STATED TASK - Rewrite the whole listing below as a numbered list, one line per number, and skip any blank lines.

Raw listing
----------------

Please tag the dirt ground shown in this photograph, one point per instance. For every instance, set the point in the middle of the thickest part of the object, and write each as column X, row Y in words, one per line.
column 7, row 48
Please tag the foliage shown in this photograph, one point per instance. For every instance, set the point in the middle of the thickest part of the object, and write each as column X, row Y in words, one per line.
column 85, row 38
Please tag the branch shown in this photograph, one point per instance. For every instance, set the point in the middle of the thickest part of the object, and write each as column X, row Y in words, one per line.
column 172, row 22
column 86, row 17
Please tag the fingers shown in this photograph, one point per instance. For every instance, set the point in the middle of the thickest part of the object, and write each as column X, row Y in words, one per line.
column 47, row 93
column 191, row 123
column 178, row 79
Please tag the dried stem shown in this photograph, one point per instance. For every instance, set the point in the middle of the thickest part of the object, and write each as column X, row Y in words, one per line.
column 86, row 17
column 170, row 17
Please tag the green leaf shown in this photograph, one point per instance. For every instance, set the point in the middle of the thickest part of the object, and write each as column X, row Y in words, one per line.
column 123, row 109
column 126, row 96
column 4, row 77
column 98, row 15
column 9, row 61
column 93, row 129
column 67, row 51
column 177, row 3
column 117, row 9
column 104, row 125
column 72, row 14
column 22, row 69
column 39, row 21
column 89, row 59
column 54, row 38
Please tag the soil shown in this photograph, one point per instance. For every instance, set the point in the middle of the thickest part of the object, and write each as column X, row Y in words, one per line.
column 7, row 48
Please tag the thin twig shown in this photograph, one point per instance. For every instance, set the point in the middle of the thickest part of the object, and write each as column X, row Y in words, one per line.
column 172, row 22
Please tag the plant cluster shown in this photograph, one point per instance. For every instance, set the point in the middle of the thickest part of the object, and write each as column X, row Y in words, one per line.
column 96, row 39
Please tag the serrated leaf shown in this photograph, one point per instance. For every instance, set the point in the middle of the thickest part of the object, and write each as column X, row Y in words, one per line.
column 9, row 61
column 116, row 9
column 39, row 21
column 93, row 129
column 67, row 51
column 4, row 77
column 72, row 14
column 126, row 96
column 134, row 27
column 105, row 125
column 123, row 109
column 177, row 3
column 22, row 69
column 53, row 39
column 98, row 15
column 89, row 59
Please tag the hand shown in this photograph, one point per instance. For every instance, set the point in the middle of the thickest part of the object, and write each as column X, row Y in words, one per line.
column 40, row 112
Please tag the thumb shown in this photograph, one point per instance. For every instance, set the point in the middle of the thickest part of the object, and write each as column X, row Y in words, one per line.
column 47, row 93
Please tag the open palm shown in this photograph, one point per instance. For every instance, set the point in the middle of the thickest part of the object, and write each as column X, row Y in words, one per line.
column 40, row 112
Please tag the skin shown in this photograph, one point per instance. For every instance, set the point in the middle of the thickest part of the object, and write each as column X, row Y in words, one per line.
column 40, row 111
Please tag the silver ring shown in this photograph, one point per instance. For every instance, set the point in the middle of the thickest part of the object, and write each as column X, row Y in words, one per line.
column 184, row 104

----------------

EXERCISE SOLUTION -
1. Please tag the dirt ground shown in this photograph, one point per instance. For every instance, set the point in the middle of the thickest part of the object, and write each as column X, row Y in words, one per line.
2. column 7, row 48
3. Please tag the foliage shown in this photograph, one point per instance. For every instance, set the point in the middle of the thickest part of the object, and write each as column X, row Y in words, one per line.
4. column 85, row 38
5. Please tag the branch shown in this photograph, one point per instance. For every instance, set the point in the middle of the thickest part of the object, and write each as column X, row Y in words, one per line.
6. column 172, row 22
7. column 86, row 17
8. Please tag the fingers shown in this photograph, one point per instance. For every instance, set the point in the middle of the thickest part of the object, and write each as column X, row Y in words, one per line.
9. column 47, row 93
10. column 191, row 123
11. column 178, row 79
12. Please tag the dried stem shown in this photograph, one point per instance. For every instance, set the point in the middle of the thickest part of the object, and write each as column X, row Y in words, one per line.
13. column 86, row 17
14. column 170, row 17
15. Please tag the green leaf shown in this photograph, one point per instance. For every instance, set the point in the middle of the thickest part of the object, and write each as column X, row Y in words, one per line.
16. column 123, row 109
17. column 126, row 96
18. column 4, row 77
19. column 98, row 15
20. column 9, row 61
21. column 93, row 129
22. column 67, row 51
23. column 177, row 3
24. column 117, row 9
25. column 104, row 125
26. column 72, row 14
27. column 22, row 69
28. column 39, row 21
29. column 89, row 59
30. column 54, row 38
31. Please tag the soil shown in this photograph, one point per instance. For every instance, set the point in the middle of the thickest part of the object, and write each as column X, row Y in words, one per line.
32. column 7, row 48
33. Please tag the thin twig shown in this photograph, one point per instance. For every instance, set the point in the middle of the thickest part of the object, and write each as column X, row Y in words, one per line.
34. column 172, row 22
35. Please tag the plant cluster shown in this photograph, one point per instance. For every instance, set the point in the middle of the thickest part of the object, and write each as column X, row Y in words, one per line.
36. column 96, row 39
37. Please tag the serrated leaf shown in this photograph, one point per instance. For every instance, set the point in the middle of the thickest part of the object, and write each as column X, row Y in words, one per line.
38. column 9, row 61
39. column 116, row 9
40. column 39, row 21
41. column 93, row 129
42. column 67, row 51
43. column 4, row 77
44. column 72, row 14
45. column 126, row 96
46. column 134, row 27
47. column 105, row 125
48. column 123, row 109
49. column 177, row 3
50. column 22, row 69
51. column 53, row 39
52. column 98, row 15
53. column 89, row 59
54. Please tag the hand shown in this photograph, one point per instance. For every instance, set the point in the middle of the thickest part of the object, and write each as column X, row Y in words, one per line.
55. column 40, row 112
56. Please tag the thumb shown in this photograph, one point per instance. For every instance, set the point in the middle of the thickest part of the object, and write each as column X, row Y in words, one per line.
57. column 47, row 93
58. Please tag the open palm shown in this photograph, one point per instance. For every instance, set the point in the middle of the thickest part of the object, and write each as column X, row Y in words, one per line.
59. column 40, row 112
60. Please tag the skin shown in this photograph, one point per instance. For every instance, set the point in the middle of the thickest part of the object, and write each as column X, row Y in words, one per line.
61. column 40, row 111
62. Please tag the silver ring shown in this photograph, one point per instance. For every instance, set the point in the middle of the thickest part of the object, and write each as column X, row Y in words, one per line.
63. column 184, row 104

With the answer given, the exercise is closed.